DOCUMENT
━━━━━━━━

Long Gone is an unsentimental book. Do not look here for a description of the good old days, or for a rhapsody about a time when people had values and knew right from wrong, or any other broad pronouncements that I suspect Willis would label as romantic nonsense. Instead, he depicts life on a small Iowa farm during tough economic times with highly personal honesty. Willis’ Marengo had its share of mental illness, poverty, domestic violence, brutality to animals, and other social ills. By presenting these troubles in a straightforward fashion, Willis helps his readers to understand the past freed from the illusions of nostalgia.

Willis balances his memoir by also presenting positive aspects of rural life during the mid-twentieth century. He describes a place where residents felt part of a community and helped each other to get through the hard times. When he returns to visit his hometown during the 1990s for his brother’s funeral, Willis finds Marengo’s main street almost empty of businesses. He laments the end of the vibrant Saturday night scenes of his youth, a time when farm families visited town to shop, visit, and renew community ties. Farmers also felt a sincere bond to the land that they worked. Late in life Willis found he shared this bond and it drew him back to write this memoir.

The memoir is not organized in a linear fashion, but instead moves back and forth in time, focusing on the period from 1933–1947. Willis also moves from topic to topic in a loose and fluid way. This structure gives the reader a feeling of sitting and listening to a friend’s stories. Willis’ spare, but evocative, writing style fits well with his unsentimental approach to the topic. Willis’ family, particularly his mother, father, and grandparents, are the main characters of this memoir and he brings the same unflinching directness to writing about family relationships as he does to life on the farm.

━━━━━━━━

RAW RECORDS

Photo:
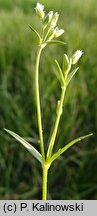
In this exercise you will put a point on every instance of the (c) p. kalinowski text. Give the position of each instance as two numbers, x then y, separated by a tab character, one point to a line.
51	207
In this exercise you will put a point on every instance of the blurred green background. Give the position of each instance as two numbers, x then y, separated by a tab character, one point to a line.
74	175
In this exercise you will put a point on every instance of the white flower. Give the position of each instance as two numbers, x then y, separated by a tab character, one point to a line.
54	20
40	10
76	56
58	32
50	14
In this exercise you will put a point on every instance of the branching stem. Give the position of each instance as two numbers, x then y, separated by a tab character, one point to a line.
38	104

━━━━━━━━

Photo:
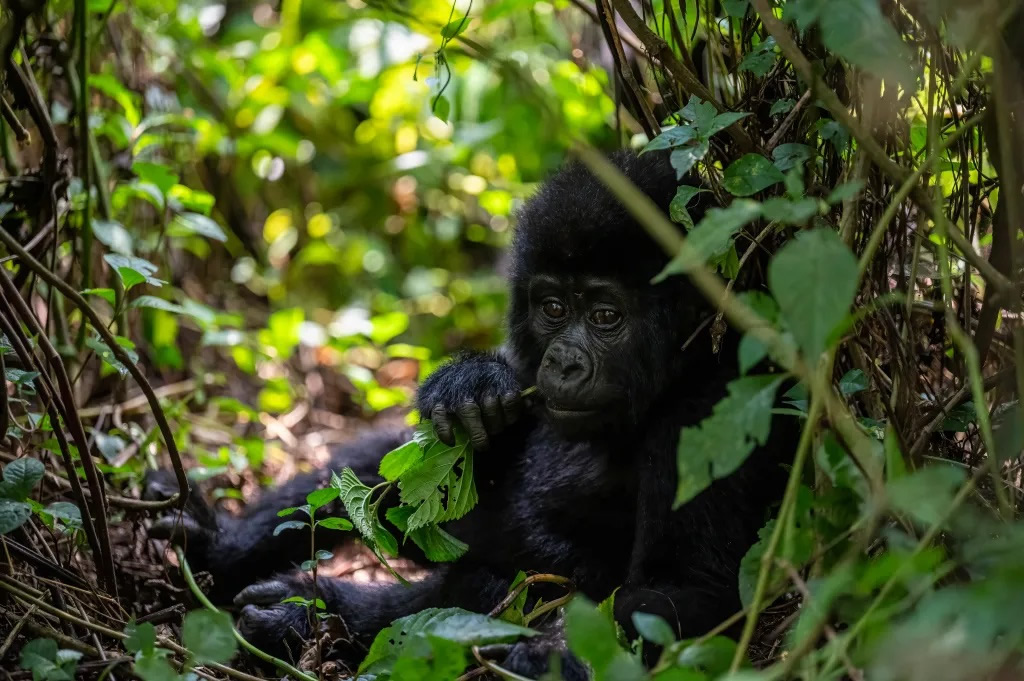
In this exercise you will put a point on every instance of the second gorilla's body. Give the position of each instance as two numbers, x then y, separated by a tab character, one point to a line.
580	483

━━━━━━━━

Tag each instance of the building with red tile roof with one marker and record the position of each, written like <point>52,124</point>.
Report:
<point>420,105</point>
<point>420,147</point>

━━━━━━━━

OBJECTIVES
1. Write out the part of the book review between "The memoir is" and "on the farm.", inclusive.
2. Using the book review, answer yes or no to each statement, quoting the words of the review that settle it: (a) The memoir follows events in strict time order. (b) Willis went back to Marengo in the 1990s for his brother's funeral. (c) The memoir mainly covers the years 1933 to 1947.

SOLVED PROBLEMS
1.
The memoir is not organized in a linear fashion, but instead moves back and forth in time, focusing on the period from 1933–1947. Willis also moves from topic to topic in a loose and fluid way. This structure gives the reader a feeling of sitting and listening to a friend’s stories. Willis’ spare, but evocative, writing style fits well with his unsentimental approach to the topic. Willis’ family, particularly his mother, father, and grandparents, are the main characters of this memoir and he brings the same unflinching directness to writing about family relationships as he does to life on the farm.

2.
(a) No: "The memoir is not organized in a linear fashion, but instead moves back and forth in time"
(b) Yes: "When he returns to visit his hometown during the 1990s for his brother’s funeral"
(c) Yes: "focusing on the period from 1933–1947"